■ What is expected: Could you write out the whole listing below again, replacing every "Box" with "Coordinates" and leaving everything else untouched?

::: Supplied records :::

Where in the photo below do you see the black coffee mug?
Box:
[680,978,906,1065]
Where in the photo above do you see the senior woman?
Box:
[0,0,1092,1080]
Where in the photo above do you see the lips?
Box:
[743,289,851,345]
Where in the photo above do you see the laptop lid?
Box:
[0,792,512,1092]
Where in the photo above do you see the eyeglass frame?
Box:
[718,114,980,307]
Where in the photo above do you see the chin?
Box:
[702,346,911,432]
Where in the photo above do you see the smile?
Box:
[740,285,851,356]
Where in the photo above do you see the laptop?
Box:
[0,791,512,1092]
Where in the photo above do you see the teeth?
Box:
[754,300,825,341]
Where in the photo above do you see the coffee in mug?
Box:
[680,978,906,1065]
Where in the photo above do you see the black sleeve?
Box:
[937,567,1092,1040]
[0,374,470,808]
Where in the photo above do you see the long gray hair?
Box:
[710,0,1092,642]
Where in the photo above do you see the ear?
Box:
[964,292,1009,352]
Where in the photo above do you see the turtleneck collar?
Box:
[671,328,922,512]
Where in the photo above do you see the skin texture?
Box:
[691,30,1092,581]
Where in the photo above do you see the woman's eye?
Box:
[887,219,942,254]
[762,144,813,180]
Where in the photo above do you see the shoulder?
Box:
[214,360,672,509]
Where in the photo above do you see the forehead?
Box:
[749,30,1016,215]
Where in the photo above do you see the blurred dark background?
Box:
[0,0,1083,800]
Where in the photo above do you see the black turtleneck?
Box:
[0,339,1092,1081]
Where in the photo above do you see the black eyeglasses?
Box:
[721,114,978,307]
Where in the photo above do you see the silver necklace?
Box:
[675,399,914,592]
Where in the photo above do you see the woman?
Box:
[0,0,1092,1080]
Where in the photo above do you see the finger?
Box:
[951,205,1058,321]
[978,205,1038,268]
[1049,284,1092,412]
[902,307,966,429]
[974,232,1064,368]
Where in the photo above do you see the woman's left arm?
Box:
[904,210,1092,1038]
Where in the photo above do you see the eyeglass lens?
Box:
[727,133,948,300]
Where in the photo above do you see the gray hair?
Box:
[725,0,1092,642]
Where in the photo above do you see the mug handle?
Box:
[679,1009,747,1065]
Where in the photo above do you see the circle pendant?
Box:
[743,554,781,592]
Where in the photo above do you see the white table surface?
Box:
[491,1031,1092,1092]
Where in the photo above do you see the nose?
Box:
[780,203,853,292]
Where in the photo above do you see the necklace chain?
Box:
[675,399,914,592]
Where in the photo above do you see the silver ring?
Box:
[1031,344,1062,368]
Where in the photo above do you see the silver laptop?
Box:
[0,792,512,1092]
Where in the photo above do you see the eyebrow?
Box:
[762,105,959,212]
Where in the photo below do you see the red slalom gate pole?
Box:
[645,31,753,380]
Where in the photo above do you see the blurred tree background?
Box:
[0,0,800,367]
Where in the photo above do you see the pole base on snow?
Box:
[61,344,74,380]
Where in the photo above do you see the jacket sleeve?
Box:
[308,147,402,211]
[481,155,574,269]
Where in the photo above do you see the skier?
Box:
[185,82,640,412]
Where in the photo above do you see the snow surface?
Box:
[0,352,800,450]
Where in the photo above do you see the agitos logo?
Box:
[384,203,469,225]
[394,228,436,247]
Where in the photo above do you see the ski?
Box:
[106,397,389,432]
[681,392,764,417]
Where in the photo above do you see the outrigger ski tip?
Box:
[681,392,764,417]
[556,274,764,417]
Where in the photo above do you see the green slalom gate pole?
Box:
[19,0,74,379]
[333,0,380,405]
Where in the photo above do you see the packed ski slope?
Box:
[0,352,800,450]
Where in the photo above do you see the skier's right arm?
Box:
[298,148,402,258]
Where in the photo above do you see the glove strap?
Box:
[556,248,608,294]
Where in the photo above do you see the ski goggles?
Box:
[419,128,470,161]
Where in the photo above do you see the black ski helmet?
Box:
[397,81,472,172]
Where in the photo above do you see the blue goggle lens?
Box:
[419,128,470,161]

:::

■ Solution:
Where in the photo below do you see the black coffee mug?
Coordinates:
[680,978,906,1065]
Where in the photo above do you see the senior woman?
Coordinates:
[0,0,1092,1080]
Where in the photo above do you see the lips?
Coordinates:
[743,289,851,345]
Where in the photo above do you see the laptop lid?
Coordinates:
[0,792,512,1092]
Where in the photo above do you see the eyeglass frame?
Coordinates:
[718,114,980,307]
Where in the photo above do you see the chin?
Coordinates:
[702,346,911,432]
Where in the photo above do you see the smile?
Coordinates:
[740,285,851,356]
Where in the photo above do you see the laptop?
Coordinates:
[0,791,512,1092]
Where in the photo above do you see the teeth?
Coordinates:
[754,300,825,341]
Where in the photo above do you see the coffee in mug?
Coordinates:
[680,978,906,1065]
Where in the photo above do you see the black sleeve?
Coordinates:
[937,567,1092,1040]
[0,374,470,808]
Where in the photo above do you see the long gray hair?
Coordinates:
[710,0,1092,642]
Where in the photo above do you see the ear?
Coordinates:
[964,292,1009,352]
Where in the photo above do you see the turtleneck collar?
Coordinates:
[671,328,922,512]
Where in the photo above do you see the skin texture?
Coordinates:
[691,30,1092,581]
Where in the photo above do you see the woman's eye?
Coordinates:
[887,219,942,254]
[762,144,813,180]
Where in the photo above do you see the shoulder?
Coordinates:
[214,360,672,509]
Where in the photo above do you see the forehead?
Coordinates:
[749,30,1016,215]
Where in the photo above do you see the blurred dark background?
Coordinates:
[0,0,1083,800]
Where in the photo above do you see the black turtleneck?
Coordinates:
[0,339,1092,1081]
Where in the photo above do you see the black eyeglasses?
Coordinates:
[721,114,978,307]
Where in the photo above do you see the silver necklace?
Coordinates:
[675,399,914,592]
Where in the photo above do you see the woman?
Coordinates:
[0,0,1092,1080]
Where in the photo above do you see the finger?
Coordinates:
[951,205,1058,321]
[978,205,1038,268]
[1049,284,1092,412]
[902,307,966,429]
[974,232,1064,368]
Where in the photo above do you see the woman's left arm?
Coordinates:
[904,210,1092,1038]
Where in the photo above do you see the eyeglass lens?
Coordinates:
[727,133,948,300]
Where in the photo above do you see the gray hair?
Coordinates:
[725,0,1092,642]
Where in the photo above do you see the mug handle?
Coordinates:
[679,1009,747,1065]
Where in the photo above do you see the circle pendant?
Coordinates:
[743,554,781,592]
Where in the photo above do you see the white table surface?
Coordinates:
[491,1031,1092,1092]
Where in the photo above do you see the nose?
Coordinates:
[780,203,853,292]
Where in the photo above do you see the necklace chain?
Coordinates:
[675,399,914,592]
Where in the photo above do you see the silver ring?
Coordinates:
[1031,344,1062,368]
Where in the photo above do you see the silver laptop?
Coordinates:
[0,792,512,1092]
Where in the photo above do you see the eyebrow?
Coordinates:
[762,105,959,212]
Where in the photo below do you see the red slalom gate pole?
Coordinates:
[645,31,753,380]
Where in the photo above do you see the blurred tree background?
Coordinates:
[0,0,800,367]
Where in the photo above do you see the pole base on snow?
Coordinates:
[61,344,74,380]
Where in the photo above do you see the jacket sleeve?
Coordinates:
[308,147,402,211]
[481,155,574,269]
Where in the photo above do you see the skier?
Coordinates:
[185,82,640,412]
Where in the photo above do you see the snow surface?
Coordinates:
[0,352,800,450]
Where in the photo above do you see the agitos logo?
Coordinates:
[384,203,469,225]
[394,228,436,247]
Where in the photo above do you see the ski?
Coordinates:
[106,397,389,432]
[681,392,764,417]
Where in the photo above do you see the outrigger ski tip?
Coordinates:
[681,392,764,417]
[556,274,764,417]
Where in the photo above do you see the green slalom gate pole?
Coordinates:
[19,0,74,379]
[333,0,380,405]
Where in the photo above do you see the packed ski slope?
Coordinates:
[0,352,800,450]
Where in the photo above do you see the skier's right arm?
Coordinates:
[298,148,402,258]
Where in the photo above do you see the glove strap?
Coordinates:
[556,248,608,294]
Where in the photo above do you see the ski goggles?
Coordinates:
[419,128,470,161]
Where in the photo above do you see the black ski helmet?
Coordinates:
[397,81,472,172]
Where in the photo above do you see the blue goggle lens?
Coordinates:
[419,128,470,161]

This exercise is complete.